PROBLEM TO SOLVE
Your job is to retype all of the data word for word, leaving every image out.

EXERCISE INPUT
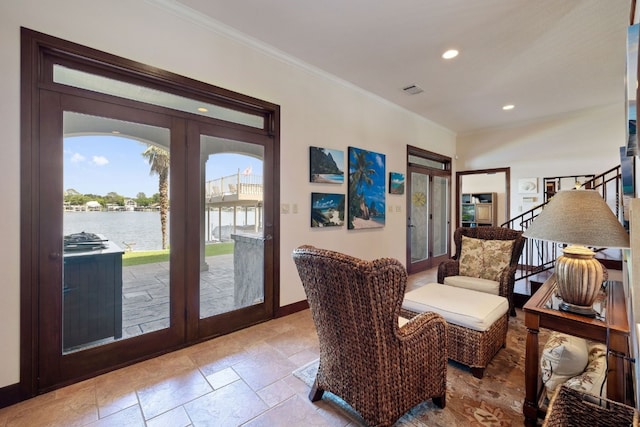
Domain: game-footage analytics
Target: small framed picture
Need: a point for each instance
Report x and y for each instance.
(327, 210)
(396, 183)
(326, 165)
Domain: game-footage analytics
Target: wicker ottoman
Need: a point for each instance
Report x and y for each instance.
(476, 321)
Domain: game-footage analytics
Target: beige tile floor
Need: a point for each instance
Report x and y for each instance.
(241, 379)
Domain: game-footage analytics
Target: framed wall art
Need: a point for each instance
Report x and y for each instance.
(366, 191)
(528, 185)
(326, 165)
(327, 210)
(396, 183)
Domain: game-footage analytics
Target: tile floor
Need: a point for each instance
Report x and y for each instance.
(241, 379)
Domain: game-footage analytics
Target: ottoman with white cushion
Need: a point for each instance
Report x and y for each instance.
(476, 321)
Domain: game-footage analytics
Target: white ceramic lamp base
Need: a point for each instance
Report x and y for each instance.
(580, 278)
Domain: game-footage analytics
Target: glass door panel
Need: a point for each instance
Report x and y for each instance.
(428, 220)
(232, 239)
(116, 259)
(440, 213)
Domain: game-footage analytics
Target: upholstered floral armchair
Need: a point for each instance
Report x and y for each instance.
(486, 260)
(378, 367)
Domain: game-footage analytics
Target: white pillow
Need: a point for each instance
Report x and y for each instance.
(593, 380)
(563, 357)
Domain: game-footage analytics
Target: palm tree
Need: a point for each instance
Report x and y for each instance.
(359, 178)
(159, 161)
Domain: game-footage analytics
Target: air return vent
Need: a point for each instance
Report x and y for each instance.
(413, 89)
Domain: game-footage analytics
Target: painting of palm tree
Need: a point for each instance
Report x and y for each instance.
(366, 192)
(158, 159)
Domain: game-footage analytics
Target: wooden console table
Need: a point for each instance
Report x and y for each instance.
(542, 311)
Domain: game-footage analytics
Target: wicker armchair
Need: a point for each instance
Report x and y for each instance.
(451, 267)
(380, 369)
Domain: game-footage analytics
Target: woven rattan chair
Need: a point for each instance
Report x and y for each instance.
(451, 267)
(380, 369)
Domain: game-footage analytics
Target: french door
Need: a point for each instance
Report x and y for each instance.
(117, 270)
(428, 213)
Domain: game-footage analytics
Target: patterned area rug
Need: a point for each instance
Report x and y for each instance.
(495, 400)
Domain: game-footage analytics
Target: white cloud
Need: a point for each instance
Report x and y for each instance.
(77, 158)
(99, 160)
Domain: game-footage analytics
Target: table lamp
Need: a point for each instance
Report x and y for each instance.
(581, 219)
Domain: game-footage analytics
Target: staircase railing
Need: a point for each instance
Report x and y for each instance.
(538, 255)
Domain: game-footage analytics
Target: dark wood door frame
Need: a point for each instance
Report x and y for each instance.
(38, 54)
(435, 160)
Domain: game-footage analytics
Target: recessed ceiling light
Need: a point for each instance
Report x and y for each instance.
(451, 53)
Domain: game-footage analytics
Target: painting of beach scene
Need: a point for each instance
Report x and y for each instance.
(366, 191)
(327, 210)
(326, 165)
(396, 183)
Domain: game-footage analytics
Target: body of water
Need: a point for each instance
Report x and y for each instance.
(141, 230)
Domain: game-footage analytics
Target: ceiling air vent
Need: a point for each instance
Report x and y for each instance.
(413, 89)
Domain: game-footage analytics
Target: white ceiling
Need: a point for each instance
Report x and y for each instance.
(547, 57)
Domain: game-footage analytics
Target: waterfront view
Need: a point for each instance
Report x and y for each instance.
(140, 231)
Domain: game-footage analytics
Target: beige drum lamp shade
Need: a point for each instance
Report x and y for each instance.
(583, 220)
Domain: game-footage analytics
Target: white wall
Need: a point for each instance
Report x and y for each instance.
(580, 143)
(316, 110)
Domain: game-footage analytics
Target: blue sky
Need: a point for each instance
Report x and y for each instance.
(102, 164)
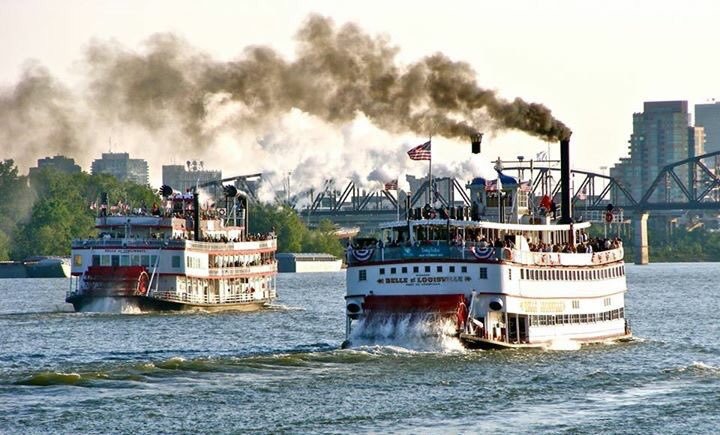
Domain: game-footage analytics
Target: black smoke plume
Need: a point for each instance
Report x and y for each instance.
(338, 72)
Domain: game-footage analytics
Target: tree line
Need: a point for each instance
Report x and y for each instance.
(42, 214)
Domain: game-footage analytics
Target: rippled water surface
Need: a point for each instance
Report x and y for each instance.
(281, 370)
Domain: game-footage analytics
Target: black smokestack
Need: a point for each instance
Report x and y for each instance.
(475, 141)
(196, 216)
(566, 217)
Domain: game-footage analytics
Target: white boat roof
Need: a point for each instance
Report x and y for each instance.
(488, 224)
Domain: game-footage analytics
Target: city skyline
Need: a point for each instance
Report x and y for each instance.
(562, 55)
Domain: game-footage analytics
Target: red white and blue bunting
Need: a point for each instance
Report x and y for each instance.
(482, 253)
(362, 254)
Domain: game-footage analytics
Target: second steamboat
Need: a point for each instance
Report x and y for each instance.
(174, 257)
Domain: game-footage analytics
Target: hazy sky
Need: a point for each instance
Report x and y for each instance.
(592, 63)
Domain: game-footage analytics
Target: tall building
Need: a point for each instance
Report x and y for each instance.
(122, 167)
(193, 173)
(59, 163)
(661, 135)
(708, 117)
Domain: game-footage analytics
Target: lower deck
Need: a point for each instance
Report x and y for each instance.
(475, 342)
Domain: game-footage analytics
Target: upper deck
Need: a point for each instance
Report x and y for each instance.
(459, 240)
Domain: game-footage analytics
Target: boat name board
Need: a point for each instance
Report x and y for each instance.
(423, 280)
(542, 306)
(122, 251)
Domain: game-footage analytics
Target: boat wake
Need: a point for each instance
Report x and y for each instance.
(414, 332)
(112, 305)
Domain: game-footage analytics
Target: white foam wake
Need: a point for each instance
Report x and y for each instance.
(415, 332)
(112, 305)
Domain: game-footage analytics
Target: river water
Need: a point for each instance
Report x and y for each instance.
(282, 371)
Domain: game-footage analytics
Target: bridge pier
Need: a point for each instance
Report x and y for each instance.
(642, 255)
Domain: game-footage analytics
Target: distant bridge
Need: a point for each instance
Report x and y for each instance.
(689, 184)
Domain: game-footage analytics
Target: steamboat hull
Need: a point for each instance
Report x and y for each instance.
(90, 303)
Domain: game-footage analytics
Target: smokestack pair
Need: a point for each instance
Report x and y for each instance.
(566, 215)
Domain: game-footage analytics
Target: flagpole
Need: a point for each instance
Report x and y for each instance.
(430, 186)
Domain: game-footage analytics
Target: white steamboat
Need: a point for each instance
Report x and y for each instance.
(507, 279)
(174, 257)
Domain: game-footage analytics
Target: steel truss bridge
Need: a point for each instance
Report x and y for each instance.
(689, 184)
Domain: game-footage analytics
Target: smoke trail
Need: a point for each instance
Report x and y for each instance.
(260, 105)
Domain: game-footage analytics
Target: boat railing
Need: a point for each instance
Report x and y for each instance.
(483, 253)
(563, 258)
(230, 271)
(205, 299)
(175, 243)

SOLUTION FOR THIS PROBLEM
Domain: game-footage analytics
Target: small framed picture
Need: a point for each instance
Report x and y for each instance.
(327, 210)
(396, 183)
(326, 165)
Domain: game-footage analytics
Target: wicker ottoman
Need: a point for each instance
Report x and y for each instance.
(476, 321)
Domain: game-footage analytics
Target: beige tile floor
Need: a point for each instance
Report x and y for each instance.
(241, 379)
Domain: game-footage analytics
Target: framed wall art
Need: a point for each instance
Report x and y for each instance.
(366, 191)
(528, 185)
(326, 165)
(327, 210)
(396, 183)
Domain: game-footage analytics
Target: tile floor
Need: a point for each instance
Report x and y for each instance.
(241, 379)
Domain: game-footage analytics
Target: ottoman with white cushion
Need: a point for each instance
Report x and y for each instance.
(476, 321)
Domain: game-footage analytics
Target: white ceramic lamp base
Need: a point for each instance
Report x and y for each instance.
(580, 278)
Domain: game-footage analytics
Target: glass door panel
Need: a point for each instance
Report x and y for each instance.
(428, 220)
(232, 239)
(116, 259)
(440, 213)
Domain: game-footage analytics
Target: upholstered floral armchair
Need: a point for each instance
Report x and y for each instance.
(486, 260)
(378, 367)
Domain: game-footage analytics
Target: white pillow
Need: a point for each instance
Report x and y for each instance.
(593, 380)
(563, 357)
Domain: game-footage analytics
Target: palm tree
Need: a point for each instance
Report x and y for each instance.
(359, 178)
(159, 161)
Domain: game-footage analytics
Target: air return vent
Need: a point for each instance
Report x and y for each instance.
(413, 89)
Domain: game-footage analytics
Target: painting of palm tree
Need: a point for each instance
Report x and y for each instance.
(366, 192)
(158, 159)
Domain: game-footage analytics
Target: wooden console table
Need: a point for each instance
Report x and y for each instance.
(542, 311)
Domain: game-footage analytics
Target: wicker armchair
Need: a point for each instance
Report x and y for each instance.
(451, 267)
(380, 369)
Domain: game-footage analytics
Target: woven rattan chair
Need: a point for each instance
Report x and y for each instance.
(451, 267)
(380, 369)
Domain: game-footage analytics
Target: french door
Need: a point for each instance
Report x and y for each instance.
(117, 270)
(428, 213)
Domain: game-footage analytics
Target: patterned area rug
Need: a point for each instance
Report x and y for each instance.
(495, 400)
Domain: game-footage analytics
Target: white cloud
Need: a point for each instance
Report x and y for each instance.
(77, 158)
(99, 160)
Domain: game-footage analytics
Target: table lamp
Need: a point for each instance
Report x and y for each instance.
(581, 219)
Domain: game-footage analytics
Target: staircase railing
Need: a point for each instance
Report x and y for each instance.
(538, 255)
Domain: game-footage analytics
Target: dark wood door frame
Need: a point for each instance
Report x and y for each instance.
(38, 54)
(435, 160)
Domain: game-footage analytics
Target: recessed ceiling light
Need: a point for each instance
Report x and y for each instance.
(451, 53)
Domain: game-footage analytics
Target: painting of beach scene
Need: a point for each instance
Report x and y for each instance.
(366, 191)
(327, 210)
(326, 165)
(396, 183)
Domain: game-footage analytics
Target: body of water
Need: a point for each instance
Report x and y for each instance.
(141, 230)
Domain: game-footage analytics
Target: ceiling air vent
Need: a point for each instance
Report x and y for each instance.
(413, 89)
Domain: game-footage analytics
Target: white ceiling
Need: a point for each instance
Report x and y for each instance.
(547, 57)
Domain: game-footage analytics
Target: waterfront view
Need: a point for each instance
Report x and y for each instance.
(140, 231)
Domain: game-footage analytics
Target: beige drum lamp shade
Need: a point for each instance
Report x and y for each instance.
(583, 220)
Domain: game-footage analytics
Target: white wall
Need: a point for each instance
Report x and y for each instance.
(580, 143)
(316, 110)
Domain: game-footage analytics
Target: blue sky
Need: a point for each instance
Report x and y for each instance.
(102, 164)
Domain: game-footage analytics
Target: black smoke plume
Need: a point for each instance
Report x and y for each instance.
(338, 72)
Domain: game-footage analytics
Target: tree line
Need: a point for each instance
Report x and y for each instance.
(42, 214)
Domain: game-footage analytics
Target: rippled water surface
Need: a point for each instance
Report x and y for each instance.
(281, 370)
Domain: game-footage analytics
Target: black smokestack
Need: a point for each instance
Report x and y for each instance.
(475, 141)
(196, 216)
(566, 217)
Domain: game-footage analytics
Target: white boat roof
Need: a point for each instance
Report x and y for each instance.
(488, 224)
Domain: game-footage analytics
Target: city skyline
Need: a point for each instance
Report x and y for each instance.
(562, 55)
Domain: game-footage analytics
Target: red white and blue bunting
Need: a point for each instance
Report x and y for each instance.
(482, 253)
(362, 254)
Domain: game-footage analytics
Target: second steamboat
Need: a point for each instance
Report x and y for each instance.
(174, 257)
Domain: game-footage analytics
Target: hazy sky
Need: a point for each instance
Report x and y for each instance.
(592, 63)
Domain: game-footage analytics
Target: tall building
Need: a point for each instance
Report x and y for each instance.
(122, 167)
(193, 173)
(59, 163)
(661, 135)
(708, 117)
Domain: game-footage analytics
Target: lower deck
Need: a point for each instance
Report x and y for each instance.
(475, 342)
Domain: game-footage analytics
Target: upper deck
Need: a point for each instance
Report x and y for each instance.
(459, 240)
Domain: game-footage analytics
Target: boat name board
Need: a point for each instance
Report x and y for each instance.
(423, 280)
(542, 306)
(122, 251)
Domain: game-footage analytics
Target: boat wake
Need: a point for each instance
Report x and y for each instance.
(414, 332)
(112, 305)
Domain: game-footage analytics
Target: white foam wake
Need: a point for each instance
Report x and y for each instance.
(415, 332)
(112, 305)
Domain: game-footage analytics
Target: river water
Need: a point for each instance
Report x and y for each instance.
(282, 371)
Domain: game-footage analytics
Target: bridge pier
Need: a point for each instance
Report x and y for each instance.
(642, 255)
Domain: game-footage analytics
Target: distant bridge
Need: a point for each instance
Report x and y for each instance.
(689, 184)
Domain: game-footage analytics
Target: steamboat hull
Need: a point for each instance
Report x and y for each instance.
(90, 303)
Domain: game-footage analytics
Target: smokestack pair
Need: a point for each instance
Report x and y for each instance.
(566, 215)
Domain: game-footage analytics
Target: flagpole
Need: a point for each instance
Report x and y for each instance.
(430, 186)
Domain: game-footage analytics
Target: white steamboat
Need: a point for each instance
Report x and y for each instance.
(507, 279)
(174, 257)
Domain: game-footage analytics
Target: steel truss bridge
Need: a point for each instance
Report x and y for each instance.
(689, 184)
Domain: game-footage analytics
Target: smoke trail
Need: a point for each instance
Report x and y for each instance.
(260, 105)
Domain: game-footage analytics
Target: boat railing
Need: a point for each instance
Report x and y for each instance.
(483, 253)
(563, 258)
(230, 271)
(205, 299)
(175, 243)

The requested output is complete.